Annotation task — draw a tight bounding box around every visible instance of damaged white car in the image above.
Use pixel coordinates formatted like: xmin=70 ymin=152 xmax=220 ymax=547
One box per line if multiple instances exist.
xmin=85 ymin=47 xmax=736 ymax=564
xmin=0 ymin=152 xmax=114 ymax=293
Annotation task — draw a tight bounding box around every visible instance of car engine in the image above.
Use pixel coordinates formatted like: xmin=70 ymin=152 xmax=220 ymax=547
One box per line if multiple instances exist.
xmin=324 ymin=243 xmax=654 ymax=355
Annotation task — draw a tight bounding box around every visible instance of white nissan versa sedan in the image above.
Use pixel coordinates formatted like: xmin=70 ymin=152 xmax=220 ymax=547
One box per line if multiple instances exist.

Task to complete:
Print each of the records above word for word, without altering, omitting, or adding anything.

Worked solution:
Annotation task — draw a tight bounding box around every visible instance of damaged white car in the image above.
Use pixel coordinates formatted like: xmin=70 ymin=152 xmax=220 ymax=547
One box per line if multiple instances exist.
xmin=85 ymin=47 xmax=736 ymax=564
xmin=0 ymin=152 xmax=114 ymax=293
Annotation task — draw a tight bounding box around every visible instance of car engine in the image above.
Use pixel coordinates formatted like: xmin=70 ymin=152 xmax=220 ymax=547
One box per line if multiple instances exist.
xmin=324 ymin=243 xmax=654 ymax=355
Annotation task — draw a tight bounding box around every visible instance of white nissan versa sedan in the image above.
Use pixel coordinates formatted like: xmin=70 ymin=152 xmax=220 ymax=547
One box per line if multiple instances exist.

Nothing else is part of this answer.